(The exercise) Print each of the entries exactly, leaving nothing out.

(Location annotation dataset excerpts)
================================
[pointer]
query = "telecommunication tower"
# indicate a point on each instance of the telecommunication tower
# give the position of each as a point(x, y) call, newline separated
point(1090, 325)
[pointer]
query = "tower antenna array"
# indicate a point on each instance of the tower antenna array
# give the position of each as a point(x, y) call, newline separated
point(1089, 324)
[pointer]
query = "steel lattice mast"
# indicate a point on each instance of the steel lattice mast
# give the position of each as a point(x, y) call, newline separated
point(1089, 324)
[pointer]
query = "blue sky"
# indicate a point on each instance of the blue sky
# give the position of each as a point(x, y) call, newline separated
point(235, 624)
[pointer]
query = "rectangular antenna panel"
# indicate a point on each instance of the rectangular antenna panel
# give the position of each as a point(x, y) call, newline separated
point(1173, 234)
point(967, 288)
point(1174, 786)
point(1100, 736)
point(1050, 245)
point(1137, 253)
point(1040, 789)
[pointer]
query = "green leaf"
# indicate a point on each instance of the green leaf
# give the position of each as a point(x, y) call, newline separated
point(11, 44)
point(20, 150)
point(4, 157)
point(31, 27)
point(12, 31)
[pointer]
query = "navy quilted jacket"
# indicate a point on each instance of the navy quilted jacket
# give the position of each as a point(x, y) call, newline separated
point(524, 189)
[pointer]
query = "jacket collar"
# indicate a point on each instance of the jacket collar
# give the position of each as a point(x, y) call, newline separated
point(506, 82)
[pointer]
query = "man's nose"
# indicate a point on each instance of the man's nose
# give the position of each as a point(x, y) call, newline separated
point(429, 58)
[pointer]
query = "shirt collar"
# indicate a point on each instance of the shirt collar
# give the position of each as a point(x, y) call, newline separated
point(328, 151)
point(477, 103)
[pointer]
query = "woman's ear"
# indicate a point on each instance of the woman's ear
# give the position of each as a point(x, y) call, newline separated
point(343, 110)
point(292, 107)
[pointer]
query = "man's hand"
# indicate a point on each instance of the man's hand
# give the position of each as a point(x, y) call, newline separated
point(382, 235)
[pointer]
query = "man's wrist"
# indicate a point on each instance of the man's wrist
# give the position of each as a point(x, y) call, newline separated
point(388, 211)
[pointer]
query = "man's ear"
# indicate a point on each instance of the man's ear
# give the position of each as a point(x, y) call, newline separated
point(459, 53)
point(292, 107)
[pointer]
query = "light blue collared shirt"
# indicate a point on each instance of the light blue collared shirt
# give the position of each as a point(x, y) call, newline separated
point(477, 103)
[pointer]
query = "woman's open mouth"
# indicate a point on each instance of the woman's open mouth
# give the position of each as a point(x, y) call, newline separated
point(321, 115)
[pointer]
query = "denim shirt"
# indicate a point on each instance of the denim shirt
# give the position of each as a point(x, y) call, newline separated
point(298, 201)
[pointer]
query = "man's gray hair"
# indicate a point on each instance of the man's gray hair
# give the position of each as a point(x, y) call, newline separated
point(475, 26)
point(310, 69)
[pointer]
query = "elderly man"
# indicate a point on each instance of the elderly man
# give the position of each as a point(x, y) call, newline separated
================================
(Answer to the problem)
[pointer]
query = "telecommunication tower"
# indicate a point on each instance of the telecommunication tower
# give the position of each as a point(x, y) call, newline separated
point(1090, 325)
[pointer]
query = "tower antenna array"
# indicate a point on each instance of the tower antenna array
# give the position of each as a point(x, y) call, newline separated
point(1089, 324)
[pointer]
query = "steel lattice mast"
# indicate a point on each instance of the steel lattice mast
# give the position of each as a point(x, y) call, newline separated
point(1089, 324)
[pointer]
query = "blue sky"
# indicate a point on each instance of the blue sky
# give the position of each as a point(x, y) call, newline separated
point(235, 624)
[pointer]
query = "rectangular antenna panel"
# indicate a point on each instance of the rectangular antenna panel
# give the position of each as a point(x, y) call, newline separated
point(1173, 234)
point(967, 288)
point(1174, 786)
point(1100, 736)
point(1050, 245)
point(1137, 253)
point(1040, 789)
[pointer]
query = "green leaf"
# indicate a point on each instance of the green leaf
# give the position of each as a point(x, y) call, newline separated
point(11, 44)
point(20, 150)
point(4, 157)
point(31, 27)
point(12, 31)
[pointer]
query = "navy quilted jacket"
# indicate a point on each instance of the navy quilted jacket
# give the position of each as a point(x, y) call, newline separated
point(524, 189)
[pointer]
query = "jacket collar"
# indicate a point on each instance of the jacket collar
# give the position of each as a point(x, y) call, newline separated
point(506, 82)
[pointer]
query = "man's nose"
# indicate a point on each instance of the man's nose
# give the position of each as a point(x, y) call, newline separated
point(429, 58)
[pointer]
query = "shirt collar"
# indicate a point on each instance of the shirt collar
# give the position of each as a point(x, y) call, newline separated
point(328, 151)
point(477, 103)
[pointer]
query = "woman's ear"
# indicate a point on each instance of the woman's ear
# give the position of each as a point(x, y) call, newline separated
point(343, 110)
point(292, 107)
[pointer]
query = "man's hand"
# indicate a point on each instance of the man's hand
# give the position of each as a point(x, y) call, newline separated
point(382, 235)
[pointer]
query = "man's wrist"
# indicate a point on each instance of the man's wrist
# give the position of each as a point(x, y) call, newline separated
point(388, 211)
[pointer]
query = "man's ear"
# indicate a point on each instance of the man's ear
# give the position of each as a point(x, y) call, newline separated
point(459, 53)
point(292, 107)
[pointer]
query = "light blue collared shirt"
# indicate a point on each instance of the light blue collared shirt
# give the position of each as a point(x, y) call, newline separated
point(477, 103)
[pointer]
query = "woman's open mouth"
# indicate a point on each instance of the woman's open mouth
# give the position of each as a point(x, y) call, newline separated
point(321, 115)
[pointer]
query = "denim shirt"
# indicate a point on each instance of the denim shirt
# give the position of each as a point(x, y) call, newline separated
point(298, 201)
[pointer]
query = "man's gray hair"
# indicate a point on each instance of the man's gray hair
# give the position of each as a point(x, y) call, newline separated
point(475, 26)
point(310, 69)
[pointer]
query = "elderly man"
# indicate a point on each instance of the elderly man
# give the position of each as a point(x, y) call, newline separated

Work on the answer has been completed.